» **Ações a realizar**
1 – No trecho sobre a entrevista com Chico Alencar:
(a) Por onde o deputado transitava enquanto a entrevista era realizada?
(b) Como ele define o Brasil?
(c) Que operação, segundo o trecho, a repactuação do poder visa inclusive estancar?
2 – Dê prosseguimento ao trecho sobre a entrevista com Chico Alencar a partir do ponto em que ele termina.

» **Trecho do documento**
Na entrevista, realizada enquanto o deputado transitava no plenário da câmara em meio ao que chamou de “festival de cinismo”, Chico Alencar lamenta o grau de rebaixamento atingido pela política brasileira e afirma que acima de tudo está em jogo uma repactuação do poder, que visa inclusive estancar a Operação Lava Jato.

 

“O Brasil é o país das transições intransitivas. O governo é péssimo, fazemos oposição, mas quem quer tirar a Dilma e por o Temer quer aplicar aquele velho princípio de mudar pra continuar como está. E inclusive quer obstaculizar a Lava Jato. Querem impor, eles mesmos, um novo programa de ataque aos direitos dos trabalhadores, desvinculação de receitas da União na Educação e Saúde etc.”, resumiu.

 

A entrevista completa com o deputado federal Chico Alencar pode ser lida a seguir.

» **Dados brutos**
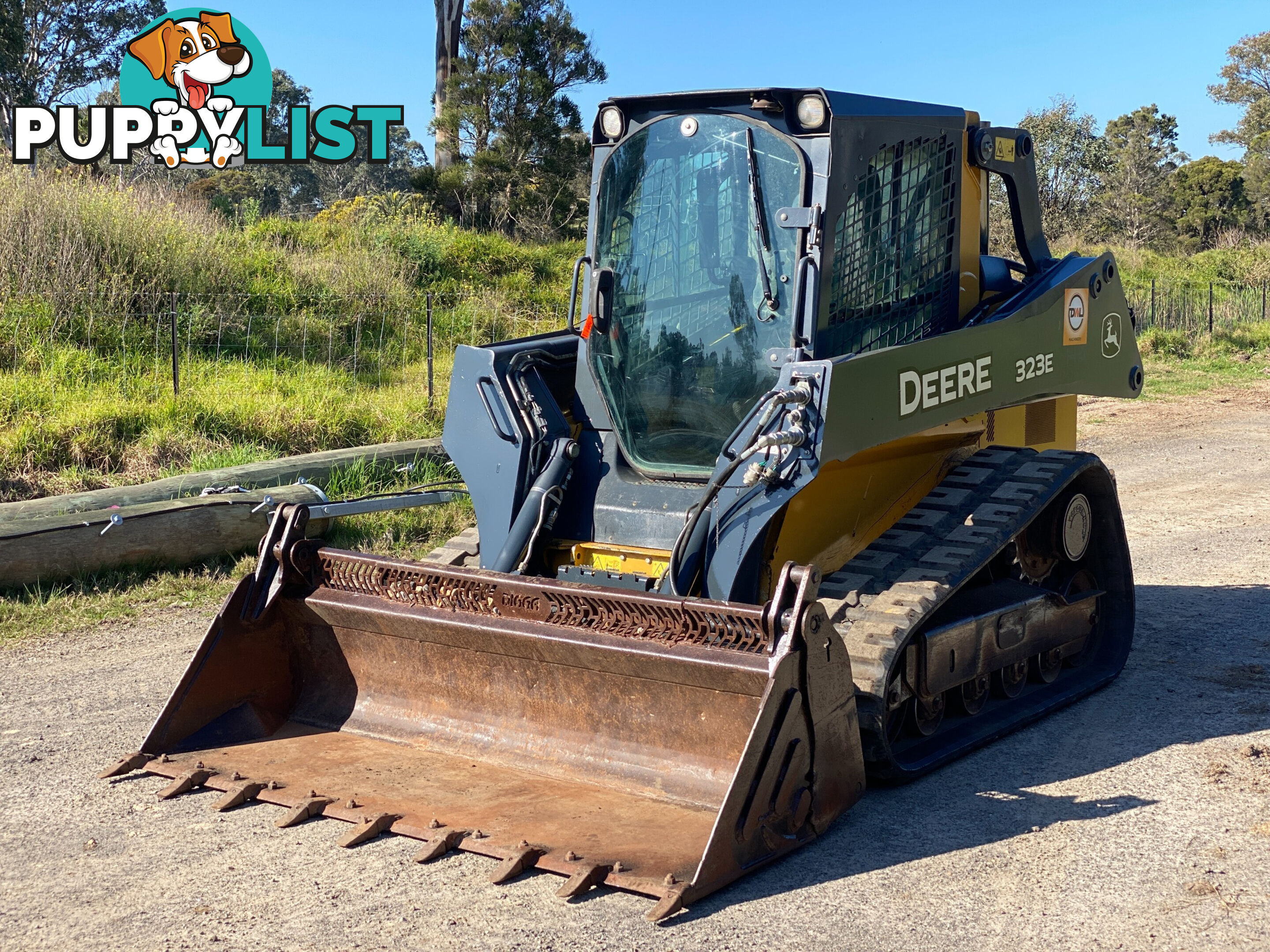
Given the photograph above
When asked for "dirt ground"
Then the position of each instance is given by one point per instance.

» **Conjunto de respostas**
1 –
(a) Pelo plenário da câmara.
(b) Como "o país das transições intransitivas".
(c) A Operação Lava Jato.

2 –
 

Correio da Cidadania: Como avalia a crise política que sacode o Brasil e mantém o governo Dilma na paralisia? Qual a complexidade de todo esse quadro, numa visão de perspectiva também histórica?

 

Chico Alencar: Acima de tudo, a crise é do modelo político e econômico brasileiro e, nesse momento conjuntural, se traduz em mera luta pelo poder. Mas na verdade o que está em questão é o Modelo Liberal Periférico, dependente, que prioriza os ganhos do capital financeiro. Daí os valores estratosféricos da dívida pública, daí a própria Dilma vetar a auditoria da dívida, daí a queda dos preços das commodities no mercado internacional afetar tanto nossa dinâmica interna.

 

Assim, tem-se o cenário de inflação, desemprego, desinvestimento e, consequentemente, queda de arrecadação dos entes federados e da própria União. É o ponto central. Ninguém tem dúvida de que se estivéssemos no cenário econômico de dois anos atrás não haveria possibilidade alguma de prosperar qualquer pedido de impeachment.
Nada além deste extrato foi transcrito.